→ **Task instructions**:
Repeat the whole listing below, word for word.

→ **Data to process**:
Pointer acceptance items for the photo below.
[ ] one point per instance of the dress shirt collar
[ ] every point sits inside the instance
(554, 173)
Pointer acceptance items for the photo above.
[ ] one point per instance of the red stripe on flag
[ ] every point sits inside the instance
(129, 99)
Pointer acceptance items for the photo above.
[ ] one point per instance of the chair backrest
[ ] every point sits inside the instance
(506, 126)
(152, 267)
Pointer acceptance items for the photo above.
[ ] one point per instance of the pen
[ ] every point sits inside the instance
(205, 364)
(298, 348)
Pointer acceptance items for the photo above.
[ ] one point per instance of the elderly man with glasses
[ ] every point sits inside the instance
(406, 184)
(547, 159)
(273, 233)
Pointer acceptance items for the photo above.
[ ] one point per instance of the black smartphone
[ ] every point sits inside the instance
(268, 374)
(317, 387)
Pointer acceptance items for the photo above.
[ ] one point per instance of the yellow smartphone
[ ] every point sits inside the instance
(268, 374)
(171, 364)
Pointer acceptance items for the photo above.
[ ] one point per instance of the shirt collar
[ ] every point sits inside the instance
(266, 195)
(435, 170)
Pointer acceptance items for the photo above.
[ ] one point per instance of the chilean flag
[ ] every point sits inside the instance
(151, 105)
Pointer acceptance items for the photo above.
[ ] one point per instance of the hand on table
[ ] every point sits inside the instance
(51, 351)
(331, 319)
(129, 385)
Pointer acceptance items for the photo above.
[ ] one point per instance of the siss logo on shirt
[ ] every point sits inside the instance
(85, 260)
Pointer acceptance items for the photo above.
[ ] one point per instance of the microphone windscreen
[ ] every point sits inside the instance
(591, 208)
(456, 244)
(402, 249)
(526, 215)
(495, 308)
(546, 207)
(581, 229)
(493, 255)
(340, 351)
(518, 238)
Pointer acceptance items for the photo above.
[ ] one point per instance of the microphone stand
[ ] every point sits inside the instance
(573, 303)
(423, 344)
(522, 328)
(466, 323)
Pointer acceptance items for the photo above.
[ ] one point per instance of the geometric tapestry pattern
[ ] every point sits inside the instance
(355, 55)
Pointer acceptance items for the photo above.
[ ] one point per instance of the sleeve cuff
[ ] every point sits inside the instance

→ **Exercise output**:
Pointer acceptance items for the photo below.
[ ] one point per instance of the dress shirt collar
[ ] every point sits inside the instance
(554, 173)
Pointer acceptance items for the photo above.
[ ] one point per instance of the red stripe on flag
[ ] every point sits inside the instance
(129, 99)
Pointer acceptance items for the photo above.
[ ] one point per instance of the chair backrest
[ ] every point sits inside the instance
(506, 126)
(152, 267)
Pointer acceptance items for the photo above.
[ ] one point per instance of the pen
[ ] every point sits inside the instance
(205, 364)
(298, 348)
Pointer acceptance items for the photo above.
[ ] one point per instance of the elderly man with glasses
[ ] every point sits inside the instance
(406, 184)
(547, 159)
(273, 233)
Pointer acceptance items for the photo above.
[ ] one point per instance of the black smartphone
[ ] every point sits inside the instance
(268, 374)
(317, 387)
Pointer acceptance items for the photo above.
[ ] one point per instance of the yellow smartphone
[ ] every point sits inside the instance
(268, 374)
(171, 364)
Pointer acceptance items for the photo above.
[ ] one point per instance of the shirt collar
[ ] every point sits inside the instance
(266, 195)
(435, 170)
Pointer acceptance items for the photo above.
[ ] one point per instance of the chilean flag
[ ] every point sits inside the instance
(151, 105)
Pointer acceptance items for the photo above.
[ ] one point per instance of the hand on table
[ ] every point sits inside the instance
(51, 351)
(331, 319)
(129, 385)
Pointer acceptance items for the photo above.
[ ] one point per instance of the siss logo on shirt
[ ] every point sits inside the instance
(85, 260)
Pointer acceptance items for the photo above.
[ ] one point per instance of the microphone windscreen
[ ] every point sits inside the instance
(591, 208)
(456, 244)
(402, 249)
(526, 215)
(495, 308)
(546, 207)
(581, 229)
(493, 255)
(340, 351)
(518, 238)
Pointer acceptance items for the photo above.
[ ] one point per instance of the microphone stand
[ ] every point sits inside the instance
(573, 303)
(423, 344)
(522, 328)
(466, 323)
Pointer acceptance items for the photo above.
[ ] one point per instance of the geometric tapestry pattern
[ ] every point sits inside the instance
(355, 55)
Pointer acceptance items for the photo above.
[ ] one point per instance of the sleeve cuff
[ ] every point sits inside the instance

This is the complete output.